* Written instruction *
What is needed is an exact copy of the entries below, from the line that contains "Expected behaviour: for every instance of the snow patch" through the final line, both included, and nothing else.

* Begin Task inputs *

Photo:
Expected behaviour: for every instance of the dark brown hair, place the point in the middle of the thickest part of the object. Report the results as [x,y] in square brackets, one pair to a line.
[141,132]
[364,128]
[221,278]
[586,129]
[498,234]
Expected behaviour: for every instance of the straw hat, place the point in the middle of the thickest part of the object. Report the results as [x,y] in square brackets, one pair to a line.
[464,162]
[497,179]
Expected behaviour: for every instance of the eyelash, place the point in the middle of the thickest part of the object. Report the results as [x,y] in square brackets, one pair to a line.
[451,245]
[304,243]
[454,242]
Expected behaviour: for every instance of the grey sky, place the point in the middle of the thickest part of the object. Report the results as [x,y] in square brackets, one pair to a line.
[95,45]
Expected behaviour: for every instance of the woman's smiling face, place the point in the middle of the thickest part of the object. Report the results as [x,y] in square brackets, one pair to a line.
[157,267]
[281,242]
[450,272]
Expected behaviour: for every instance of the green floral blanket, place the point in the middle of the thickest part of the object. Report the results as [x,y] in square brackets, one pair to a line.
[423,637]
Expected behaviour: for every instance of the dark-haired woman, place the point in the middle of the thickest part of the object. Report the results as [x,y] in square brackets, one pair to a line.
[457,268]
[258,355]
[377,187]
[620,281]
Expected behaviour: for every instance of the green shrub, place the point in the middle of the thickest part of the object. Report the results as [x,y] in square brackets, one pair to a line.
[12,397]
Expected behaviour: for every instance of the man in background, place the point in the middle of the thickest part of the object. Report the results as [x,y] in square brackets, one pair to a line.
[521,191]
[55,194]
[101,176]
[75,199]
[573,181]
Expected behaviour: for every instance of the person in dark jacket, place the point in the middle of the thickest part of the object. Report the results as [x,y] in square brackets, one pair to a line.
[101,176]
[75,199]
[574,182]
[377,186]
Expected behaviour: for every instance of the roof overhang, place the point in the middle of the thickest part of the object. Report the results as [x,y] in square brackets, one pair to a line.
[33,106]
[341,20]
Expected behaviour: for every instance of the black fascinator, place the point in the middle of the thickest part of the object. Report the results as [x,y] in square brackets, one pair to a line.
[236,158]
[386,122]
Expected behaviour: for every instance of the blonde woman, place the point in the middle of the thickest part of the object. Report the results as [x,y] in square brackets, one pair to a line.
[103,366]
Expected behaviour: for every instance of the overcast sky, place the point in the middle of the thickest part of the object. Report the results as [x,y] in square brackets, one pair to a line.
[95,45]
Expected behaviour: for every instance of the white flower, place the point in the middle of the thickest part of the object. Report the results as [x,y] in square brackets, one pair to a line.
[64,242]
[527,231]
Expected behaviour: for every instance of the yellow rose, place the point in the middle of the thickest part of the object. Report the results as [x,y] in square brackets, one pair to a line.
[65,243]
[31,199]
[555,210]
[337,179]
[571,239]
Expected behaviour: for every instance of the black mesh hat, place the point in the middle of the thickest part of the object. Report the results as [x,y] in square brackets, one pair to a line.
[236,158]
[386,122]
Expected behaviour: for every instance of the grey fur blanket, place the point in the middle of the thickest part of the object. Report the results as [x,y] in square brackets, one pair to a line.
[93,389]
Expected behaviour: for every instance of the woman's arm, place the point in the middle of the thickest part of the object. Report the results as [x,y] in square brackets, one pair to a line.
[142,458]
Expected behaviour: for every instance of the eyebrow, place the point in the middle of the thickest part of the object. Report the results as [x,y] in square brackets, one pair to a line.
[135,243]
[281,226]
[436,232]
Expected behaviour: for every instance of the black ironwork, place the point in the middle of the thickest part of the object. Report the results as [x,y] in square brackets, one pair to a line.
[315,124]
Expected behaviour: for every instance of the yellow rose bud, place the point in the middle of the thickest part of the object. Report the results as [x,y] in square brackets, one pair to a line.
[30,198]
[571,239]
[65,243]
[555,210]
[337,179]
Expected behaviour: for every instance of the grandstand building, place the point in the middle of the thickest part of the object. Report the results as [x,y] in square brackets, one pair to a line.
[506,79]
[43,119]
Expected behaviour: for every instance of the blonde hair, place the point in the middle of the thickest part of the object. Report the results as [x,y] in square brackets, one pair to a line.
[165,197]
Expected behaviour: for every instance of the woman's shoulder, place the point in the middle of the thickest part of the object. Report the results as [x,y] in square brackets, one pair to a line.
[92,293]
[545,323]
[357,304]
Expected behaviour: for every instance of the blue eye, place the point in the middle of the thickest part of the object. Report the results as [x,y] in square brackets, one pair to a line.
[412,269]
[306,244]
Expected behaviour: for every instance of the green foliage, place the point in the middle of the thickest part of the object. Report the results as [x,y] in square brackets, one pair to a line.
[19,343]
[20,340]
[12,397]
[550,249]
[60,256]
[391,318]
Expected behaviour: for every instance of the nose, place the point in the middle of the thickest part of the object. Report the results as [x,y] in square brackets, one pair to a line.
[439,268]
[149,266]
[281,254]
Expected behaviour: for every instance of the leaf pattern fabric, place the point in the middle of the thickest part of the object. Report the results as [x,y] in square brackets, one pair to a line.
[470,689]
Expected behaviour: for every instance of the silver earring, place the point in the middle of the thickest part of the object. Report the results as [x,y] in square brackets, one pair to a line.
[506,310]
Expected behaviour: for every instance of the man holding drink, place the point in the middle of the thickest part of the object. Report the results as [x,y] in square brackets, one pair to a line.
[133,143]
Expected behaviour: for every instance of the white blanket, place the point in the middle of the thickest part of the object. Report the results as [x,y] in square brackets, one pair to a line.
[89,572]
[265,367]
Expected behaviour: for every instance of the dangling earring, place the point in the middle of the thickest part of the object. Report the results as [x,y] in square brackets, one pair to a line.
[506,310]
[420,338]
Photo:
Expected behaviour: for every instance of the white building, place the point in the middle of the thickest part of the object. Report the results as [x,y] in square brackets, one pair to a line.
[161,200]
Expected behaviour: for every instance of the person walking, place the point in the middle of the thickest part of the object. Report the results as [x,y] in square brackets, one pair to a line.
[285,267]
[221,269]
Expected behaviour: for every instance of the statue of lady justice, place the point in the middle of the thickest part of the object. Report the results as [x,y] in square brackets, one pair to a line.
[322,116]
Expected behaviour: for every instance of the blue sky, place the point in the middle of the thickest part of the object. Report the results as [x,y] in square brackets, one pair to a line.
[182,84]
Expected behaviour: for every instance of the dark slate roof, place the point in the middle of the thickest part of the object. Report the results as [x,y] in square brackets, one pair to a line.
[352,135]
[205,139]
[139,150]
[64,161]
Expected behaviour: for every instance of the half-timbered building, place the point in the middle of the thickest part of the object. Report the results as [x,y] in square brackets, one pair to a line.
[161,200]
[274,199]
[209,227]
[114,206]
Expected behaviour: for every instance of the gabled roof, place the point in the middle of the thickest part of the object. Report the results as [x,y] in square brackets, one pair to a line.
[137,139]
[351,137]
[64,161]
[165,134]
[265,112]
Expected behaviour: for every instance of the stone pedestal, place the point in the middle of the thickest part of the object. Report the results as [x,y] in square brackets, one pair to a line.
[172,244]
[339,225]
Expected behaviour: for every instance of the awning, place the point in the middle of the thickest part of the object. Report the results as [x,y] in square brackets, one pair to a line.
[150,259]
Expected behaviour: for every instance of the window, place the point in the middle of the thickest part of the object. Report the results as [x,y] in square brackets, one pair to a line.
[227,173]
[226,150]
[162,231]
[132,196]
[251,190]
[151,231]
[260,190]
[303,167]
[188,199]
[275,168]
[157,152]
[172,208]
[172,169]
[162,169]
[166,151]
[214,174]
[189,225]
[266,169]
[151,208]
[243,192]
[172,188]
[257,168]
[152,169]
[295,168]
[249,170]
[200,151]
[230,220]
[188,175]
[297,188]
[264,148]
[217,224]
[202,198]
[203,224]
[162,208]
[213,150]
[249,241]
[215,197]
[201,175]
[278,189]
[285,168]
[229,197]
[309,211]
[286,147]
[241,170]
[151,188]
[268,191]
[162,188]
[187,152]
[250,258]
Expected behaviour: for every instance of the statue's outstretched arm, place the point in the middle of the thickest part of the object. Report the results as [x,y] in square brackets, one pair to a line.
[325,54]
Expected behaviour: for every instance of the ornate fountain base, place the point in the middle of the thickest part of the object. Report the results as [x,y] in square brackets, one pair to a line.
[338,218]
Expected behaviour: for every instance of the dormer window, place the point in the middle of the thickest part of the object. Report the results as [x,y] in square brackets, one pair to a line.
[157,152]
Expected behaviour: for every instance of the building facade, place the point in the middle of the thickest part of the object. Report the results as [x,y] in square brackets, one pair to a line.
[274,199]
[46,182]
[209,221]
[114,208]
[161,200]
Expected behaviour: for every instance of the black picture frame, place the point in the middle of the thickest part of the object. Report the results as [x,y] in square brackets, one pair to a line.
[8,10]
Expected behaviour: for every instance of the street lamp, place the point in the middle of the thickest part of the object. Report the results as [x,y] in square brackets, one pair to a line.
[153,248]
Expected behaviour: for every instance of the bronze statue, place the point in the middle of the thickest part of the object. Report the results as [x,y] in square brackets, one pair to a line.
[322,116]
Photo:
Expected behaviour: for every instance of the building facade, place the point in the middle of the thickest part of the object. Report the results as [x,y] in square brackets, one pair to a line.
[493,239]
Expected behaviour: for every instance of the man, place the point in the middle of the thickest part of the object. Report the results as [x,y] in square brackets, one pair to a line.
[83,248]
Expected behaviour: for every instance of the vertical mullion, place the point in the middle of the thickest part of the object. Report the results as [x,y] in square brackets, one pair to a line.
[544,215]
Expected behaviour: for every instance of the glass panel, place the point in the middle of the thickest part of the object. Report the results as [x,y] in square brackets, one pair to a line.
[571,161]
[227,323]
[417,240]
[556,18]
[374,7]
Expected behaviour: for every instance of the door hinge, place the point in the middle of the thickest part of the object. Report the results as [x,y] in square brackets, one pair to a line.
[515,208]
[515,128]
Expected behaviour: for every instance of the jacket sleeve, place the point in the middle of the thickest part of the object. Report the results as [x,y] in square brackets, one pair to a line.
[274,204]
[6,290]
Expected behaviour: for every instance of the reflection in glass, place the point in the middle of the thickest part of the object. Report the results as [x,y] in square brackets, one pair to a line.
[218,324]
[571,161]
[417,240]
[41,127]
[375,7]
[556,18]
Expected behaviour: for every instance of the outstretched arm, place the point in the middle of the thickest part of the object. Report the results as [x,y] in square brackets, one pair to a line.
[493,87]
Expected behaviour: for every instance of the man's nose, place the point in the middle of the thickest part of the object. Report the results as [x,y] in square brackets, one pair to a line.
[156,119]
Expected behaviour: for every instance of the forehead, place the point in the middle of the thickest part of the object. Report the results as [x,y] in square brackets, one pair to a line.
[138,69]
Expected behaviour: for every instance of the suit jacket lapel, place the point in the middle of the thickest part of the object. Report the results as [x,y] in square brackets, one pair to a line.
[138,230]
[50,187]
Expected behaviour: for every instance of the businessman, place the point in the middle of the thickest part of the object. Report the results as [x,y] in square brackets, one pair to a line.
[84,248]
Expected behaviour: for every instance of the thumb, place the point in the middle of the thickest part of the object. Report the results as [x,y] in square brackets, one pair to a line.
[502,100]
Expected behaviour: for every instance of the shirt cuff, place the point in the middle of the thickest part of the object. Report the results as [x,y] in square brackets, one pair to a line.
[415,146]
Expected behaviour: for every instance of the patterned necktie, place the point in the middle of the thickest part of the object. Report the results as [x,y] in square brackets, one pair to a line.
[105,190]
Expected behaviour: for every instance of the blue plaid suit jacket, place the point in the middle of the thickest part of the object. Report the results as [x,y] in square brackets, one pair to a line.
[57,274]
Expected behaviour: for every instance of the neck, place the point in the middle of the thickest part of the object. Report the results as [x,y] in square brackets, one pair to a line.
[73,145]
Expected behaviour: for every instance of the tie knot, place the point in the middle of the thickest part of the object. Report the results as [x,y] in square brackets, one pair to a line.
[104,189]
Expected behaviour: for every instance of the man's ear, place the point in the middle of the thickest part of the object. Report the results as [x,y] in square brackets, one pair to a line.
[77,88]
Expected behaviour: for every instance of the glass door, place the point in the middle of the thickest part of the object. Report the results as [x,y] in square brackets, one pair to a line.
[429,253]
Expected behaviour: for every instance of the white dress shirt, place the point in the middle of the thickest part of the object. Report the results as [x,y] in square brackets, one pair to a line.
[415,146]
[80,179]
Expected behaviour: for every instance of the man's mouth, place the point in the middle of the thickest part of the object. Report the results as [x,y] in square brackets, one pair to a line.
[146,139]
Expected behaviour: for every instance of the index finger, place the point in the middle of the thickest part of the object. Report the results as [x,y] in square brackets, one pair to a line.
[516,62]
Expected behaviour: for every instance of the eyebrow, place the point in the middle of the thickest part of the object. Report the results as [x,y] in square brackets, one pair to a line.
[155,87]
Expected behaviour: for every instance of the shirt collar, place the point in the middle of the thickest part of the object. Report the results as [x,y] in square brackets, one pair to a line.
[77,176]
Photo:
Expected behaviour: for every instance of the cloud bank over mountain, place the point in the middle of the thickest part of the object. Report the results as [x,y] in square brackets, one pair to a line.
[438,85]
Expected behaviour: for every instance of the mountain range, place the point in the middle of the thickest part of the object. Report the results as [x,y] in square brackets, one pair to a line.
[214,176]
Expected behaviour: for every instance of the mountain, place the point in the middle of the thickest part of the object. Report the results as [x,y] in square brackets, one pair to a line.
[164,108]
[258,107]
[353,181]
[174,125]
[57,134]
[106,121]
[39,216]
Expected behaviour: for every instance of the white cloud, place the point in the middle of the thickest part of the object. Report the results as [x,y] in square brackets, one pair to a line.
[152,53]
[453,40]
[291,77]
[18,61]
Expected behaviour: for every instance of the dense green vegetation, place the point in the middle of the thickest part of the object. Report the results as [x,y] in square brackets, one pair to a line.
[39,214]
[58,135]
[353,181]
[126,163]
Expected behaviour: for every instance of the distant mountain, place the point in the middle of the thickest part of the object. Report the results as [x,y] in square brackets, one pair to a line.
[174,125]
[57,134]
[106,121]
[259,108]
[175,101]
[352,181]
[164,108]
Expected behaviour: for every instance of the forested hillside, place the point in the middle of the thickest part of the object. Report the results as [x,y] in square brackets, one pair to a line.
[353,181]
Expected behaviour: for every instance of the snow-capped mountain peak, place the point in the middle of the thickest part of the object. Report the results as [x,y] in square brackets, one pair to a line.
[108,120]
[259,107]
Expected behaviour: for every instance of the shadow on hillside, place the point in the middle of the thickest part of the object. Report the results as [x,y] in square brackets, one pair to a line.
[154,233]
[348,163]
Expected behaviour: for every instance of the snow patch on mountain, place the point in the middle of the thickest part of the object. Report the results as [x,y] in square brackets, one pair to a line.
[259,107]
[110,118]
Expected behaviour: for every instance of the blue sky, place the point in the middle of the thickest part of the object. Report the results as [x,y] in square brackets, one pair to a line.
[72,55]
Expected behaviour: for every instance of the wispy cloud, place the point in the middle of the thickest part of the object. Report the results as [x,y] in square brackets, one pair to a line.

* End Task inputs *

* Solution to the exercise *
Expected behaviour: for every instance of the snow patch on mountain, place the point in the middle of the thickest part of the object. Report the results as [x,y] in square brackets, one pair to a line.
[259,107]
[110,118]
Expected behaviour: for every instance of the blue sky, place the point in the middle of the thickest part of the object. Report the results as [x,y] in square brackets, one pair to a line.
[72,55]
Expected behaviour: for every instance of the wispy cloud, place the point in the middle of the thickest part of the object. Report the results as [x,y] in square brackets, one pair to a line.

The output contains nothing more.